- [INFORMATION SUPPLIED]
====
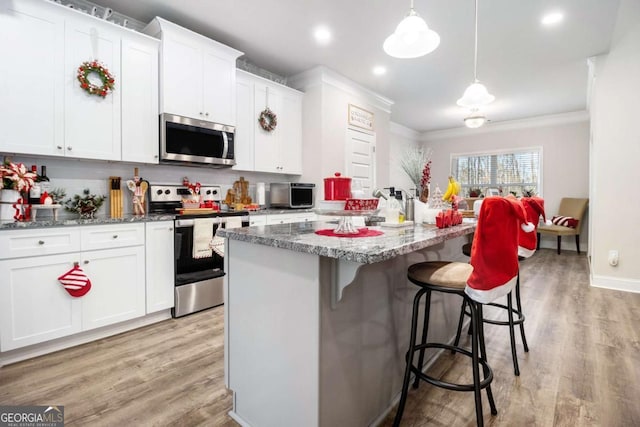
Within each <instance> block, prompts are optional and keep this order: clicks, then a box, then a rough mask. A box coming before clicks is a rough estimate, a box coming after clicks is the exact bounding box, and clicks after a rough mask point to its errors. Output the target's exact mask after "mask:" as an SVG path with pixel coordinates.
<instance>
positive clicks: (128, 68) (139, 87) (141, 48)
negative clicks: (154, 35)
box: [120, 38, 158, 163]
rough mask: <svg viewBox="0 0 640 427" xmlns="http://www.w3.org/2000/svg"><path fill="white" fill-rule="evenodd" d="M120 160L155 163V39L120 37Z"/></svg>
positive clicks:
====
- [EXERCISE INSTRUCTIONS] Rewrite the lines from the one containing "rough mask: <svg" through the end of the items, inclusive, substituting "black" for "white" and changing nothing else.

- [SOLVED PROBLEM]
rough mask: <svg viewBox="0 0 640 427" xmlns="http://www.w3.org/2000/svg"><path fill="black" fill-rule="evenodd" d="M120 160L155 163V39L120 37Z"/></svg>
positive clicks:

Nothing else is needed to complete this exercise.